§ TAREFAS A REALIZAR:
• 1. No texto sobre Londrina, a partir de que ano o governo federal adotou uma política de erradicação de cafeeiros?
• 2. Transcreva do texto sobre Londrina o trecho que vai de "A partir de" até "1982; Payes, 1984).", incluindo essas palavras.
══ TEXTO
Em 1930 começaram a ser vendidos os primeiros lotes de terra. A propaganda maciça no Norte Velho do Paraná, São Paulo, Minas Gerais e Rio de Janeiro, as facilidades de aquisição, a fertilidade do solo, o planejamento da divisão das terras, a criação de núcleos populacionais a cada 10 ou 15 km atraíram para a região grande número de pessoas. Desde então Londrina teve um rápido desenvolvimento com uma economia agrícola baseada na produção de café e culturas intercalares de subsistência (Mombeig, 1935; Cambianghi, 1954; Padis, 1981).
A partir de 1962, devido à superprodução de café em nível mundial, o governo federal adotou uma política de erradicação de cafeeiros (Duque, 1976; Cancian, 1981). Essa alteração provocou mudanças profundas nas relações de produção no campo. Os colonos, expulsos, dirigiram-se às cidades para trabalhar como operários, bóias-frias, ou viver de pequenos serviços, quando não desempregados (Lopes, 1982; Payes, 1984).
════
══ DADOS DISPONÍVEIS
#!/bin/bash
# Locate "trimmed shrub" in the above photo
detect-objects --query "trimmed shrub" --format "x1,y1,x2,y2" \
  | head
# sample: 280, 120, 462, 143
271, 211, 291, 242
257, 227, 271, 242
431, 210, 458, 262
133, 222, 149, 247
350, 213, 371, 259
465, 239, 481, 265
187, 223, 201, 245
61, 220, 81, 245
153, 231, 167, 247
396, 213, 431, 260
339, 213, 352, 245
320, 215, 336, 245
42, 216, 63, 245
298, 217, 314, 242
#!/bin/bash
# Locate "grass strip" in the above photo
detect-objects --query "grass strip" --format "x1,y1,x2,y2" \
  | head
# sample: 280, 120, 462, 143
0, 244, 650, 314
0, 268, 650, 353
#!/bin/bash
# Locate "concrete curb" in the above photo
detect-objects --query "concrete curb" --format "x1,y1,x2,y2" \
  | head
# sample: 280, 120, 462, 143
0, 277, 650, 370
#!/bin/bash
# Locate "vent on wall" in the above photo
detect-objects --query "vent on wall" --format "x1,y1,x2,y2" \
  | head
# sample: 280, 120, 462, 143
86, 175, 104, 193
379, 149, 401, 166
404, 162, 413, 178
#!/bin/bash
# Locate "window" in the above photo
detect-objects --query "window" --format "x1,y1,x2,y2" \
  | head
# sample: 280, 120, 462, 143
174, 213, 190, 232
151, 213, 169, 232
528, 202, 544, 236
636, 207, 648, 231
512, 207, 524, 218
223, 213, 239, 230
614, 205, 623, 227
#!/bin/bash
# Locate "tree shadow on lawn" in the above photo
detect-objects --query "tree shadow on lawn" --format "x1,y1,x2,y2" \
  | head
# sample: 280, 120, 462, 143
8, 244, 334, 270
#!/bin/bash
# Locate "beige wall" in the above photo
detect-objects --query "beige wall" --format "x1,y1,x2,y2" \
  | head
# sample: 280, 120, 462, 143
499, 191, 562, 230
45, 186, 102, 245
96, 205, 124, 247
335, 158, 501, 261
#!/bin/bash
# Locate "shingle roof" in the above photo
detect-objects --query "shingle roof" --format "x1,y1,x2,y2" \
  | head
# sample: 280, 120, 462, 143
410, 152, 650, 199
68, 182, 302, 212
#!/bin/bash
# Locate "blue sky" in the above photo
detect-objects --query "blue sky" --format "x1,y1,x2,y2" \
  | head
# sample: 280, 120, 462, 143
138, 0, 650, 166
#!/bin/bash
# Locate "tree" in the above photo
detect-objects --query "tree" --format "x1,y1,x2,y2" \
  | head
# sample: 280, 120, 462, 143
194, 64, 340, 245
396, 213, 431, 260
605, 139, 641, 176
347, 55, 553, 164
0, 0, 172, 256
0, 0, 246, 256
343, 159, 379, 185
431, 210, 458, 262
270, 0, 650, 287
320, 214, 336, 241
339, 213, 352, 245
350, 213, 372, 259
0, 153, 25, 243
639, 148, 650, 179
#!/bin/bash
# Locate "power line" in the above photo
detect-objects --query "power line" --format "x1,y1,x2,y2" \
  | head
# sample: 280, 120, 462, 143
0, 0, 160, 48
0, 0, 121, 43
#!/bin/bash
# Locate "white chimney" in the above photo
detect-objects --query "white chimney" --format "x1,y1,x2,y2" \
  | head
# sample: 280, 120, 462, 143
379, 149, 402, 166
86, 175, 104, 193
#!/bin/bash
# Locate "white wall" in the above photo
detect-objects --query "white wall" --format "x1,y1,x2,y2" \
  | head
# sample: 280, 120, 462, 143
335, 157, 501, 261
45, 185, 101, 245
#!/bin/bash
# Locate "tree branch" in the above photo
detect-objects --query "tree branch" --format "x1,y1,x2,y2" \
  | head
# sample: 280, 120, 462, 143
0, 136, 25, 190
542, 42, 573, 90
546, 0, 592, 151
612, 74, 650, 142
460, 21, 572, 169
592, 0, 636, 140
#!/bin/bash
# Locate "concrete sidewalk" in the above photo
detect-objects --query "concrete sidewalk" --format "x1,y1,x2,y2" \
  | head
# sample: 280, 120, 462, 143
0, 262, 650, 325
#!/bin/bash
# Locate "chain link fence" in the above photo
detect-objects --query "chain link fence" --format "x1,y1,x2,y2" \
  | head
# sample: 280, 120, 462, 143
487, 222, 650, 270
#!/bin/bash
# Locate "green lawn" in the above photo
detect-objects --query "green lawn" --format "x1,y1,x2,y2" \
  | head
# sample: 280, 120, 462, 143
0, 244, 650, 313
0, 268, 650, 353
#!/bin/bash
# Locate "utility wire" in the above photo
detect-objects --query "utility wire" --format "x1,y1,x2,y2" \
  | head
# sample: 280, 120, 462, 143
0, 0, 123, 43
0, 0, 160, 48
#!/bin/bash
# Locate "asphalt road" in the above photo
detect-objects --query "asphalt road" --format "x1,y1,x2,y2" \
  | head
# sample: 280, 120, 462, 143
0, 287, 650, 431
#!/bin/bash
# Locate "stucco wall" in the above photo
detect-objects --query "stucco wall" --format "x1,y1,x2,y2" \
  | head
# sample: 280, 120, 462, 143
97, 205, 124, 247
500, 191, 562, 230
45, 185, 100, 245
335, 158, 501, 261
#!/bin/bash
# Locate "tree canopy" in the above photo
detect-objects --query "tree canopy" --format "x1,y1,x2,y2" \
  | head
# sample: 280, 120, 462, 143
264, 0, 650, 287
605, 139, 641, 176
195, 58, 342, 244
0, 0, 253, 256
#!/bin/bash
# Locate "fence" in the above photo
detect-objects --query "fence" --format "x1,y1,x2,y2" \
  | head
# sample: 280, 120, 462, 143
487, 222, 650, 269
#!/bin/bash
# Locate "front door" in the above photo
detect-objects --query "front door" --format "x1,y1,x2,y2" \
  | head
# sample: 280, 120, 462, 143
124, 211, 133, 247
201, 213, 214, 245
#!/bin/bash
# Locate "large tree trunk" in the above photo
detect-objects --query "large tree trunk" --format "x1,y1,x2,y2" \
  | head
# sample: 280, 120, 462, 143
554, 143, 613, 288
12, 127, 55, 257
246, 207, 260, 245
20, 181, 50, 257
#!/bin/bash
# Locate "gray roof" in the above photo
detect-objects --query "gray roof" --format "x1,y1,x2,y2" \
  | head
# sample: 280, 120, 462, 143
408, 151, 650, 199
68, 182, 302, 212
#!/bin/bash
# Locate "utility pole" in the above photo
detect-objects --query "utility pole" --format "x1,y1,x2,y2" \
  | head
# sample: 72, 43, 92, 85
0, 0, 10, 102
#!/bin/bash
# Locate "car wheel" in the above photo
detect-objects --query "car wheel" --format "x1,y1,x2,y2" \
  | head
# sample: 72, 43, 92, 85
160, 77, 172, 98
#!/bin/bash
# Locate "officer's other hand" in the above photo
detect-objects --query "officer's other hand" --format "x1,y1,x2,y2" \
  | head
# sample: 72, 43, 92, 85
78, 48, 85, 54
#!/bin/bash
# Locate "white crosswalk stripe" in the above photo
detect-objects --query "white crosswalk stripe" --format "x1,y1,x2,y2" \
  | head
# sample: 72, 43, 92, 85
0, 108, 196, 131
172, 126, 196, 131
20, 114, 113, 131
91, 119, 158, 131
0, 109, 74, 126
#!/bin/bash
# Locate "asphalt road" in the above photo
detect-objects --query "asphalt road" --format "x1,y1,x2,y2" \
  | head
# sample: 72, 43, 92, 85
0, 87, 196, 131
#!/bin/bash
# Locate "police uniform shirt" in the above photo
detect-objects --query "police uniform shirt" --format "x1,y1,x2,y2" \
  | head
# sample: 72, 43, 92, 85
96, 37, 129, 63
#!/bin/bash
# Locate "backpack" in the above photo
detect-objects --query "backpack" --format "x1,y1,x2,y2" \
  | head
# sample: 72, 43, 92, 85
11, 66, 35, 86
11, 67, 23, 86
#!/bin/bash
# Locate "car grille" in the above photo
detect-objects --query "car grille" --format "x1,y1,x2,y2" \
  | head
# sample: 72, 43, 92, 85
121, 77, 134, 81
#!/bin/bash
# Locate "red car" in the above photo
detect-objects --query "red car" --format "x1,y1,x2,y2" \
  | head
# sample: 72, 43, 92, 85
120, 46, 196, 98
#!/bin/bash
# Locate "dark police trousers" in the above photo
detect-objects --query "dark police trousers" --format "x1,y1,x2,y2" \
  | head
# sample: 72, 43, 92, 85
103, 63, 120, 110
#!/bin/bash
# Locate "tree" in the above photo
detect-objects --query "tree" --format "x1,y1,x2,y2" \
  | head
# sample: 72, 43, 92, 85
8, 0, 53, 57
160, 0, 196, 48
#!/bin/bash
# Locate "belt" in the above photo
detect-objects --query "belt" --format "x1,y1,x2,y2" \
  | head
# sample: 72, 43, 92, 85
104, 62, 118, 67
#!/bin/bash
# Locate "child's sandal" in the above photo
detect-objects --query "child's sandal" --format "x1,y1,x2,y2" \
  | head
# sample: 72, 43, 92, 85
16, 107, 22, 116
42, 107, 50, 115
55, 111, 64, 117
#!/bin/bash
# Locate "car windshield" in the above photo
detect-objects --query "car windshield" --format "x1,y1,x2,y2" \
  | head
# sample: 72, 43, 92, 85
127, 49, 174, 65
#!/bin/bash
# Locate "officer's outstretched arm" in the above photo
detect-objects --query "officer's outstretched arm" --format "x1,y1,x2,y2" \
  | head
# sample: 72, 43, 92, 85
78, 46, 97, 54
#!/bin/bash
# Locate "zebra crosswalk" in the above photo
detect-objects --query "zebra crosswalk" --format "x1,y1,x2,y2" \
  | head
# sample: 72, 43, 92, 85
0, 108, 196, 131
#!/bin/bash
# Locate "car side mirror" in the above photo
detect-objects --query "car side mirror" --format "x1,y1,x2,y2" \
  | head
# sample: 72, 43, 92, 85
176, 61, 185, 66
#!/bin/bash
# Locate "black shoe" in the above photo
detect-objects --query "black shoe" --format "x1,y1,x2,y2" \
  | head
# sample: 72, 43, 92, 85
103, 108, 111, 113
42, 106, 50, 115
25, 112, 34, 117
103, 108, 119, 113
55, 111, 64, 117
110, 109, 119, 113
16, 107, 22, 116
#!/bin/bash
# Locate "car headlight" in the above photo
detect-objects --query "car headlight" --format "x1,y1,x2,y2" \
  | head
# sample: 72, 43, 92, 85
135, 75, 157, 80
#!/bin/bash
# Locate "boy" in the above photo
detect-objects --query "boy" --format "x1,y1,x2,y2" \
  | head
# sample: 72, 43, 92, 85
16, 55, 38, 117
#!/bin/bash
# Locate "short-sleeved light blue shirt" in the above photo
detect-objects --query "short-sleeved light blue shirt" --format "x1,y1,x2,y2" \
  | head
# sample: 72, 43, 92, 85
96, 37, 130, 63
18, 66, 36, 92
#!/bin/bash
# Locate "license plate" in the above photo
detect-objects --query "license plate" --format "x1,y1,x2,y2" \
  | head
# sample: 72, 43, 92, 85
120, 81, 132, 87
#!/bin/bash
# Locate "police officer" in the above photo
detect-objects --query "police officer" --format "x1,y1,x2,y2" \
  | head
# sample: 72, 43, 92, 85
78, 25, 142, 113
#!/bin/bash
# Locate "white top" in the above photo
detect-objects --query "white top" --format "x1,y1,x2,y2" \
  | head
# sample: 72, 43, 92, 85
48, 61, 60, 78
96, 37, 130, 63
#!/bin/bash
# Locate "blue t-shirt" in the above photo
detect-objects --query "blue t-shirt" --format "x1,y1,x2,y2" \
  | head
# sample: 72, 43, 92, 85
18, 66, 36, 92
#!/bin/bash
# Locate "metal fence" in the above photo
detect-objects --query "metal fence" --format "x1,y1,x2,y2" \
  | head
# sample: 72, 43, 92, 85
════
§ LISTA DE RESPOSTAS:
• 1. A partir de 1962.

• 2.
A partir de 1962, devido à superprodução de café em nível mundial, o governo federal adotou uma política de erradicação de cafeeiros (Duque, 1976; Cancian, 1981). Essa alteração provocou mudanças profundas nas relações de produção no campo. Os colonos, expulsos, dirigiram-se às cidades para trabalhar como operários, bóias-frias, ou viver de pequenos serviços, quando não desempregados (Lopes, 1982; Payes, 1984).